§ EXCERPTED TEXT:
-------------------------
To celebrate John L. Sorenson's magnum opus Mormon's Codex: An Ancient American Book (which should be hitting bookshelves next week), here's another sneak preview.

The Lamanite city Jerusalem in the land of Nephi was named by Lehite migrants after the Old World site from which their ancestors came (Alma 21:1-4). This settlement was, according to the Book of Mormon, destroyed in a sudden disaster at the death of Christ, during which waters nearby were said to "come up in the stead thereof" (3 Nephi 9:7), drowning the inhabitants. In An Ancient American Setting for the Book of Mormon (1985), Sorenson observed that the level of the Lake Atitlan had fluctuated somewhat in historic times. He proposed that the most likely location for the doomed city mentioned in the text would have been along the southwestern edge of the lake, even though he didn't expect that archaeological evidence for this would have survived.1 In Mormon's Codex, Sorenson revisits his earlier research and finds additional support for his earlier proposal.
-------------------------
§ REQUIRED WORK:
**1.** Using the excerpt, answer each question in a word or short phrase.
(a) What is the full title of the Sorenson book the excerpt celebrates?
(b) In what year did An Ancient American Setting for the Book of Mormon come out?
(c) Along which edge of Lake Atitlan did Sorenson place the doomed city?
**2.** Rewrite everything in the excerpt from "To celebrate John" down to "another sneak preview.", swapping "sneak preview" for "early look".
**3.** Using the excerpt, mark each statement yes or no, and quote the words that decide it.
(a) The Lamanite city Jerusalem took its name from the Old World site its founders' ancestors came from.
(b) Sorenson expected archaeological evidence for the city's location to have survived.
(c) The level of Lake Atitlan stayed the same in historic times.
-------------------------
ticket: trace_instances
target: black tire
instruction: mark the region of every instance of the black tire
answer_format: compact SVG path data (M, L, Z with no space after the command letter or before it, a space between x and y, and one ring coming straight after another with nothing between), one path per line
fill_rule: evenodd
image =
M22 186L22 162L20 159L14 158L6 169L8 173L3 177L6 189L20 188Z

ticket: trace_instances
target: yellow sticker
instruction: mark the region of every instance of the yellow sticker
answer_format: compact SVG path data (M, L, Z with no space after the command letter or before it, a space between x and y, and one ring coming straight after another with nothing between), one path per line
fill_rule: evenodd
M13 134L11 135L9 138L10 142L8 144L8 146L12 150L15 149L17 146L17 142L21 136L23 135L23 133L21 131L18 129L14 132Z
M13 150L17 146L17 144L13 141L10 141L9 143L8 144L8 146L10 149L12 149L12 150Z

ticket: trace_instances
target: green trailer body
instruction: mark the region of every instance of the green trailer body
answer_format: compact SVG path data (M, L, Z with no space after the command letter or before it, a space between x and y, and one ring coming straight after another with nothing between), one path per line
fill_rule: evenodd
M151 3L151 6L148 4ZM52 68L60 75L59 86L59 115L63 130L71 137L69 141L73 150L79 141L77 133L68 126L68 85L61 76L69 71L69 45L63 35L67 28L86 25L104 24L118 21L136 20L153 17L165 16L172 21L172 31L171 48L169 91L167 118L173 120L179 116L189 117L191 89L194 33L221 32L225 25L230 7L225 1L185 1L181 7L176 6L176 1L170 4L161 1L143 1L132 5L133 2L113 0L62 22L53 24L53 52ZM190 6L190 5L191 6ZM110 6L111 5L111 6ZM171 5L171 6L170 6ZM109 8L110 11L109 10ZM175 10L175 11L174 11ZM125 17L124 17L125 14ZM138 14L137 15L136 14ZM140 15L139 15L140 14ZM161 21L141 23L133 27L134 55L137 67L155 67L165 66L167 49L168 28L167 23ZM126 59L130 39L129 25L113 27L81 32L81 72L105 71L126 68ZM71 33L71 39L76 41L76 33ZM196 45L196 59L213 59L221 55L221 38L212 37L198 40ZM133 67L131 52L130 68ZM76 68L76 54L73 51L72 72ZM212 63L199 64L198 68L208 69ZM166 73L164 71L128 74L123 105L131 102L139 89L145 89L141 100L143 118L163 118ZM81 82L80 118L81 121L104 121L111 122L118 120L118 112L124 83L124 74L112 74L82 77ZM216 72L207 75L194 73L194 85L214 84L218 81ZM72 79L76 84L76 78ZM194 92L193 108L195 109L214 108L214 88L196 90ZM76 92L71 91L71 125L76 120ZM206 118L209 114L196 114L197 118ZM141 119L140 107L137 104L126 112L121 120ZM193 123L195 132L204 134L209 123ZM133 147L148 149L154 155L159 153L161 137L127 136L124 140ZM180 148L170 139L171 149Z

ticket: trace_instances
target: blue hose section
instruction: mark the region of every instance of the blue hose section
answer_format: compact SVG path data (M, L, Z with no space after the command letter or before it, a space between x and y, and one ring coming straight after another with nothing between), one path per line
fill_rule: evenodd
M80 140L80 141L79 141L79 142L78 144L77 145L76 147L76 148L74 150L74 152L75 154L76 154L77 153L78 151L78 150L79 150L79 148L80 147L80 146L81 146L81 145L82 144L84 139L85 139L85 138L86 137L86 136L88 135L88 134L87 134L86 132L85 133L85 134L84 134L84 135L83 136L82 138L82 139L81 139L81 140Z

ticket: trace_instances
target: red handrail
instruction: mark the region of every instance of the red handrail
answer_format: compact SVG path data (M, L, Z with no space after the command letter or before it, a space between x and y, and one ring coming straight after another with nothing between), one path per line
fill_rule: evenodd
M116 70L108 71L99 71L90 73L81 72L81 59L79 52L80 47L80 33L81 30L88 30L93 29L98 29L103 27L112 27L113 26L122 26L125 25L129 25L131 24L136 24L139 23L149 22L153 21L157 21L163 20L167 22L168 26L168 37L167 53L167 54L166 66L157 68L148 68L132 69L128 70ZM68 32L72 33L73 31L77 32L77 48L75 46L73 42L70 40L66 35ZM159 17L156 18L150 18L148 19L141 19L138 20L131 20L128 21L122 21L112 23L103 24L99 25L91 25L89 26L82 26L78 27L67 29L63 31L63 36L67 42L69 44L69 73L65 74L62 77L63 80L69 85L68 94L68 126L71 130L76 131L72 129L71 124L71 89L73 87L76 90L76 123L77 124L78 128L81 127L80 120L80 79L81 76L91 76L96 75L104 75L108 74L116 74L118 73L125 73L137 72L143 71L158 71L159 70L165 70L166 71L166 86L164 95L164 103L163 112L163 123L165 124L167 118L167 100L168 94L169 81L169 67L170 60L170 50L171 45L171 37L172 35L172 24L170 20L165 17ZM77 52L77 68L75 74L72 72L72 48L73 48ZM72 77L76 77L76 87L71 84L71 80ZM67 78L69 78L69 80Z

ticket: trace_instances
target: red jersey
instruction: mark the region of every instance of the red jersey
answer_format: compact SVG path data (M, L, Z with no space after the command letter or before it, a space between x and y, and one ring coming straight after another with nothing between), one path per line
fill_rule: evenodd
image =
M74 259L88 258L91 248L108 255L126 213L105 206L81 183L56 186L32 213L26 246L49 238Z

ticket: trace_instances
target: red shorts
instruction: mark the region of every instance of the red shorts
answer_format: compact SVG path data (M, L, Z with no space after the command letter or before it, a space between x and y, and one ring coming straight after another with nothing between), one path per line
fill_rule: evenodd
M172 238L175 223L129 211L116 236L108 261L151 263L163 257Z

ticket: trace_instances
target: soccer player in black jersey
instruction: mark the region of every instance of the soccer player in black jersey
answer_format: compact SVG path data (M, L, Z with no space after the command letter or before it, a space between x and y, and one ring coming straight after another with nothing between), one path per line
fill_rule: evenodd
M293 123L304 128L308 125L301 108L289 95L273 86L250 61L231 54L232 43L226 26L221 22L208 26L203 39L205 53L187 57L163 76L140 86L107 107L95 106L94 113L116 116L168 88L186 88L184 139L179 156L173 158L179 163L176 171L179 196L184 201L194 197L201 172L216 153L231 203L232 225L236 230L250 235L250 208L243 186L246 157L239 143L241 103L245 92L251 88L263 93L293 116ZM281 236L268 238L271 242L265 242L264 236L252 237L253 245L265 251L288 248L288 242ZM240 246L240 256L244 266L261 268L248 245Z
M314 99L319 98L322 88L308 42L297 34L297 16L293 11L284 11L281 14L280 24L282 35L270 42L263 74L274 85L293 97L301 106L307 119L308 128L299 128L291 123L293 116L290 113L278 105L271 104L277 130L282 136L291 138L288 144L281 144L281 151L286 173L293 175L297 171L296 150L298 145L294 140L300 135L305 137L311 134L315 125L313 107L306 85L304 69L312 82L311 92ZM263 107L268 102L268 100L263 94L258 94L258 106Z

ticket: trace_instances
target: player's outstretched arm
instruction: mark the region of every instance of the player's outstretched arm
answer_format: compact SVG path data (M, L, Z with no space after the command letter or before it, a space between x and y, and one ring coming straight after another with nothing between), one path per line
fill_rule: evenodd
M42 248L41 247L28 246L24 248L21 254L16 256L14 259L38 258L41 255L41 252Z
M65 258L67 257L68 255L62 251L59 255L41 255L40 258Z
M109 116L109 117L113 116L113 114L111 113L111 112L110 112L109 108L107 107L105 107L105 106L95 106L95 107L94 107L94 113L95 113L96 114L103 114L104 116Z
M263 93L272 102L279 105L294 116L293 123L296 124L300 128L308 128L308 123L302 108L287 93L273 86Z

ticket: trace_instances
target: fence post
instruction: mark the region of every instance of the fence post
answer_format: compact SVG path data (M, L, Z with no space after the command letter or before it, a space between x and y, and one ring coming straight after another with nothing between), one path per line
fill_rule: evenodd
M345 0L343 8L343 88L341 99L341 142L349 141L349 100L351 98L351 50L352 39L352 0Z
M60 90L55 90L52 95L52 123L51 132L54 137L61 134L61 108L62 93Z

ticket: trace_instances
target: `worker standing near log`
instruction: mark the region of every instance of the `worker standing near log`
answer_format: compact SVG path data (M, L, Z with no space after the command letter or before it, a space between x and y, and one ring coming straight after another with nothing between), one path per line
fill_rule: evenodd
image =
-------------------------
§ TASK ANSWERS:
**1.**
(a) Mormon's Codex: An Ancient American Book
(b) 1985
(c) The southwestern edge

**2.**
To celebrate John L. Sorenson's magnum opus Mormon's Codex: An Ancient American Book (which should be hitting bookshelves next week), here's another early look.

**3.**
(a) Yes: "named by Lehite migrants after the Old World site from which their ancestors came"
(b) No: "even though he didn't expect that archaeological evidence for this would have survived"
(c) No: "the level of the Lake Atitlan had fluctuated somewhat in historic times"